WORK TASK:
Your answer is one number, how many lines in the entries include "white".
──────── SUPPLIED ENTRIES ────────
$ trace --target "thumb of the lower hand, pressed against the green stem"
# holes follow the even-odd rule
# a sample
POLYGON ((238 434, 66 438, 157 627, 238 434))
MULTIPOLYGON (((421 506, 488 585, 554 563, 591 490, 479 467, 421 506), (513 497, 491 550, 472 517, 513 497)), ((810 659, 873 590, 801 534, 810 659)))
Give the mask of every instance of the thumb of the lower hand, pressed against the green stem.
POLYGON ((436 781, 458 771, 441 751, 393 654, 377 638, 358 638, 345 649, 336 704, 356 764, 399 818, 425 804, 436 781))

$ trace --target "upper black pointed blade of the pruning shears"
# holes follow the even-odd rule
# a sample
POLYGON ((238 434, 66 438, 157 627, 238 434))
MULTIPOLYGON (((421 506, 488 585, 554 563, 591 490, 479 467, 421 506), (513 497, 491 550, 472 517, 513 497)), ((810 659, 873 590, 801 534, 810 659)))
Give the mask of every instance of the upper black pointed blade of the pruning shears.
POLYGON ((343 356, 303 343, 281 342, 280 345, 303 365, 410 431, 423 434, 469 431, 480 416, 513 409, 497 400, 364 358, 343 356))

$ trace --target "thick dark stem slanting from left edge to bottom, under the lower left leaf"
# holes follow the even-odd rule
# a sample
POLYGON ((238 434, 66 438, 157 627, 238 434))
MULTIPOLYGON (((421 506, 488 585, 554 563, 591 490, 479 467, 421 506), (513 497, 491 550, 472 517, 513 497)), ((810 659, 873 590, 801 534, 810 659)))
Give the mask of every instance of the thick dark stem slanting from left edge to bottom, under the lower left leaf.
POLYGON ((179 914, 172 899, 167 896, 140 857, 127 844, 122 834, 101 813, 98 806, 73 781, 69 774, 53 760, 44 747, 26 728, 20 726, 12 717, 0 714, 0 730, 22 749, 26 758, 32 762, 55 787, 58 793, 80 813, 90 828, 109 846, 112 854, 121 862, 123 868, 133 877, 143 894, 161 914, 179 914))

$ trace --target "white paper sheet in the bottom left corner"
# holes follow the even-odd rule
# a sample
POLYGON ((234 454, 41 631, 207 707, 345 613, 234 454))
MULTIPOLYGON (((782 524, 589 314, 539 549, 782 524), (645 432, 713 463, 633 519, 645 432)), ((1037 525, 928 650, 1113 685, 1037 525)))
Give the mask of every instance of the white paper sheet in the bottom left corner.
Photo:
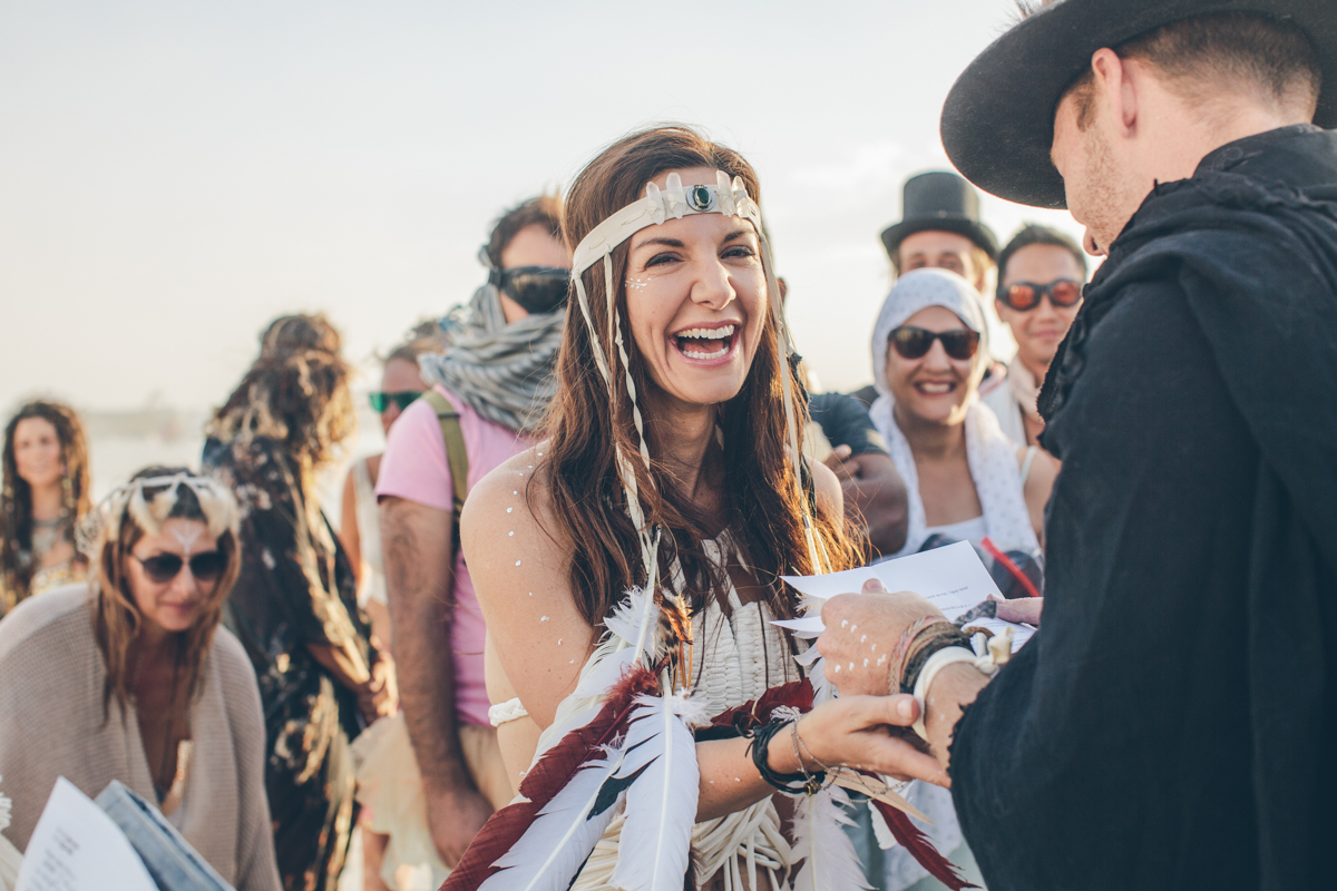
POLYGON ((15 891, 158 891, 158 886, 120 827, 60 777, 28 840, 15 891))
────────
──────── SUPPLIED ENTRIES ────────
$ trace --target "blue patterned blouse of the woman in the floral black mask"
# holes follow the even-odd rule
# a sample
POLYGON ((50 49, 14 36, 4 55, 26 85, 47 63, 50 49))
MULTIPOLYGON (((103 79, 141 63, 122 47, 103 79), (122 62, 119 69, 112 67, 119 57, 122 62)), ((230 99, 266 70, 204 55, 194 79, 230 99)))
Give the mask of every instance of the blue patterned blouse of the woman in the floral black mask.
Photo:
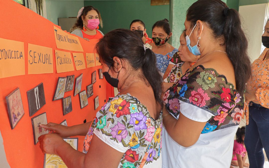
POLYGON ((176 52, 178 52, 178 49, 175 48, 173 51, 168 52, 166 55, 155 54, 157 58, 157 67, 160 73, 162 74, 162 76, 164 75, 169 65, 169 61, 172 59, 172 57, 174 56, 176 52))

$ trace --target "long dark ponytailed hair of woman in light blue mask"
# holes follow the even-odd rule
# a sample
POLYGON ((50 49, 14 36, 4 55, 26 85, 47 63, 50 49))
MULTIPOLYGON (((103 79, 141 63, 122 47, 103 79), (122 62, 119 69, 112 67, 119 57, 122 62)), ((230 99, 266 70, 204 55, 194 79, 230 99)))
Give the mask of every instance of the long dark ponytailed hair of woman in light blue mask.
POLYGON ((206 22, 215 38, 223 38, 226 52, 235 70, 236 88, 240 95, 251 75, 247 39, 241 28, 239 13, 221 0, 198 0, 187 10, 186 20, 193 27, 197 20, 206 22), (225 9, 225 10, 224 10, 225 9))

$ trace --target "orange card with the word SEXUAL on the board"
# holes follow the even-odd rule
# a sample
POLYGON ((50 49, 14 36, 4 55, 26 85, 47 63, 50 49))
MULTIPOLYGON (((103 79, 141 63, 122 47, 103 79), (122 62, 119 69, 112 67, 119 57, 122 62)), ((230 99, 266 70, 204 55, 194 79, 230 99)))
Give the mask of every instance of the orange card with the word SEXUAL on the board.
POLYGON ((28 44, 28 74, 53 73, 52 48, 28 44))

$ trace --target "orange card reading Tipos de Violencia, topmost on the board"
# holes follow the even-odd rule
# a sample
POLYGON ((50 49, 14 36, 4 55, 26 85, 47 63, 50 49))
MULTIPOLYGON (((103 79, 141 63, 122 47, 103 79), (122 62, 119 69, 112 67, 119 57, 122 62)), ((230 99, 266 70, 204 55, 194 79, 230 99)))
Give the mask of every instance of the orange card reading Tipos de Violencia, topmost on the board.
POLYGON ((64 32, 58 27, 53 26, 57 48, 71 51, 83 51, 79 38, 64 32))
────────
RESULT OF THE TASK:
2